There is no need to enumerate the wars, conflicts, famines, or climate change catastrophes to this annual gathering of presidents, prime ministers, foreign and defense ministers, and security experts. These issues dominate the news as much as they dominate the report.
But what this report does not address is the inexorable decline of the West and what the West can do to regain its influence. That influence and Western support for other countries that aspire to democracy will not reemerge until Europe and the United States accept that they have to build a new transatlantic relationship. The old one is over—not that either side will admit it.
The old alliance was taken for granted during the Cold War, when Europe became completely dependent on the U.S. security guarantee. The relationship’s permanence was assumed and never challenged because of the ideological divide between West and East. Also unchallenged, for that matter, were the West’s system of values and its use of hard or soft power.

=== TASK INPUTS ===
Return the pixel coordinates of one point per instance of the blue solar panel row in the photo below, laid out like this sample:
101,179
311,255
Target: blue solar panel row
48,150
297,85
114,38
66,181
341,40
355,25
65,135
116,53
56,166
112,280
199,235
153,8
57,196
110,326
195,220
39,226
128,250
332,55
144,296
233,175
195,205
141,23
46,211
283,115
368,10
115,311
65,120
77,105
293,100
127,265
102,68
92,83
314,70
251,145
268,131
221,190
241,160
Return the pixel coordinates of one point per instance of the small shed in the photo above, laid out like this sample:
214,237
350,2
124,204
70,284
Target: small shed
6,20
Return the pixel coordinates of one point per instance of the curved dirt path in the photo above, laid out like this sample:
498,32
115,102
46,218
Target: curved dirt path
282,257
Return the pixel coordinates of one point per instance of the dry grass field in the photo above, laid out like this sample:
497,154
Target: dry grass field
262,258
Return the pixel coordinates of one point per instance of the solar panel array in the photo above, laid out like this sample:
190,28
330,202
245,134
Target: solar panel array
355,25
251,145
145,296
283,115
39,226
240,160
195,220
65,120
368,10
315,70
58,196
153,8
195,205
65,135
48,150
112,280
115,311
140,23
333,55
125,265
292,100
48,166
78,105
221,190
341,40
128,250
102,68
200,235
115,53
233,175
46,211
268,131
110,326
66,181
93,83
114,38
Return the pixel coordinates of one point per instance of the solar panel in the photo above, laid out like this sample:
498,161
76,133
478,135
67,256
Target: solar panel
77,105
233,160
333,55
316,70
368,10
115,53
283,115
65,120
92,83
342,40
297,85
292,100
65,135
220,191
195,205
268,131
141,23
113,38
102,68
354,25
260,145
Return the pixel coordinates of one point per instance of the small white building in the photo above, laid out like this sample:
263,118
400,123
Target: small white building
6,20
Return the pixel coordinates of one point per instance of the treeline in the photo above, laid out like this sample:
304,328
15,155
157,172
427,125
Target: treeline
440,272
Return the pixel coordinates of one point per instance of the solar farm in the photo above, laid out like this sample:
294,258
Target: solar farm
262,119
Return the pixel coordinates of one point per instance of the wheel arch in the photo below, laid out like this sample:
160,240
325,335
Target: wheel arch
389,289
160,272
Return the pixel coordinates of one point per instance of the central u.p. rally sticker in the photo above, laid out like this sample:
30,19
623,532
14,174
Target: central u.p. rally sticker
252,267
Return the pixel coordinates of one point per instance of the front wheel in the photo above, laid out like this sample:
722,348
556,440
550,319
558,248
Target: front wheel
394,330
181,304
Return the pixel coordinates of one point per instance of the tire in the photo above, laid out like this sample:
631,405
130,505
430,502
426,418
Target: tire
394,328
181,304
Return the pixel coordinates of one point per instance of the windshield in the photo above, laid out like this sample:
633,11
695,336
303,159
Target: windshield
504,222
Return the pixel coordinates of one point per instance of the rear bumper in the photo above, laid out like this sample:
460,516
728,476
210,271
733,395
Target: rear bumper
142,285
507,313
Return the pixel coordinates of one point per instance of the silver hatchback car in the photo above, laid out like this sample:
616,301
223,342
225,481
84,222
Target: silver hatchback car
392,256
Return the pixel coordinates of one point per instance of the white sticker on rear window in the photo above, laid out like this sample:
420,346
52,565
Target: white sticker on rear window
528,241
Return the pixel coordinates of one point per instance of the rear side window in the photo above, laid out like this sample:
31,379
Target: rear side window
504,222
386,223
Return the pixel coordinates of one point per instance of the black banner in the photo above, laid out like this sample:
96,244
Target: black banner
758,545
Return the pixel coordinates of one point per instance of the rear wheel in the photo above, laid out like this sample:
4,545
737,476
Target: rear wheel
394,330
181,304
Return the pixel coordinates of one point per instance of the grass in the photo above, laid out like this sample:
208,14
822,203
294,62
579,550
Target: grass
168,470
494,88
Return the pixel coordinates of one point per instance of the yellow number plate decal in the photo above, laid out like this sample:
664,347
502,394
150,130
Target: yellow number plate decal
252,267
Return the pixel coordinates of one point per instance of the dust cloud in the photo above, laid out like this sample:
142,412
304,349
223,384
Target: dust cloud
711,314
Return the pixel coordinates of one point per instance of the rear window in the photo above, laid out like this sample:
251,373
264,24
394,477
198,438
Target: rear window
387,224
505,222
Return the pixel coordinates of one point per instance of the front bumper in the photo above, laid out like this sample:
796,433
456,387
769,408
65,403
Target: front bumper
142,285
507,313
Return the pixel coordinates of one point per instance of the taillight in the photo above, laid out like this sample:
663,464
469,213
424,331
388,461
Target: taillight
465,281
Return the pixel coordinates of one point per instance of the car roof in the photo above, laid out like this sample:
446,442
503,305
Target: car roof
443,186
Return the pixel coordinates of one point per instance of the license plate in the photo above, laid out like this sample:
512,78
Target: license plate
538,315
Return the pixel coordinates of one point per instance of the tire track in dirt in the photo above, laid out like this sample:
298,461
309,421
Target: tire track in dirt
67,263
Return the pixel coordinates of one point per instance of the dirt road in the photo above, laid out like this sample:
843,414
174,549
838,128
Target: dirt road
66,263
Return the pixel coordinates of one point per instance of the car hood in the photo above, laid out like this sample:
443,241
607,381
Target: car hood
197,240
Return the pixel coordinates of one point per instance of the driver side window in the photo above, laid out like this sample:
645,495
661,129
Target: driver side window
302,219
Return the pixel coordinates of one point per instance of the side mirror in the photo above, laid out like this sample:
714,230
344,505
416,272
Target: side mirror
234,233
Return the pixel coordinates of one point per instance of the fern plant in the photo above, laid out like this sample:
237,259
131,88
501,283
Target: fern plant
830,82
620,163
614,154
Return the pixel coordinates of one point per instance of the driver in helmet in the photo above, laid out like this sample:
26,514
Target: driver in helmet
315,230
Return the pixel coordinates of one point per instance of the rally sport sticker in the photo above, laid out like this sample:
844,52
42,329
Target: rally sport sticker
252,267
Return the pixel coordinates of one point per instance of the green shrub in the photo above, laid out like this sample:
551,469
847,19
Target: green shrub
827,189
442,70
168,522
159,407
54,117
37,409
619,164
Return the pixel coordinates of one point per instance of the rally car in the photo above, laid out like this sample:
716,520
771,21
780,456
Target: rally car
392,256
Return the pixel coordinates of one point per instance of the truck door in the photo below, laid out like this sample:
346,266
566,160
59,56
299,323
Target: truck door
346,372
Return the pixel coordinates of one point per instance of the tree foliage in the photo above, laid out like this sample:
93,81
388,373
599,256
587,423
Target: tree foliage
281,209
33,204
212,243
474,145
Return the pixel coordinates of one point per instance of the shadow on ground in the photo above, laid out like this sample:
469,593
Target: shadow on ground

=== TASKS ===
1. Based on the passage on the decline of the West, decide whether each statement agrees with it: (a) the report addresses the decline of the West; (b) during the Cold War, Europe became completely dependent on the U.S. security guarantee; (c) both sides admit that the old transatlantic relationship is over. Answer yes or no for each, and quote the deciding words.
2. Show every line of the rows that contains the string "central". Matching is case-sensitive.

=== ANSWERS BY TASK ===
1.
(a) No: "But what this report does not address is the inexorable decline of the West"
(b) Yes: "when Europe became completely dependent on the U.S. security guarantee"
(c) No: "The old one is over—not that either side will admit it."

2.
Return the pixel coordinates of one point per instance of the central u.p. rally sticker in the photo above, laid out like this sample:
Target: central u.p. rally sticker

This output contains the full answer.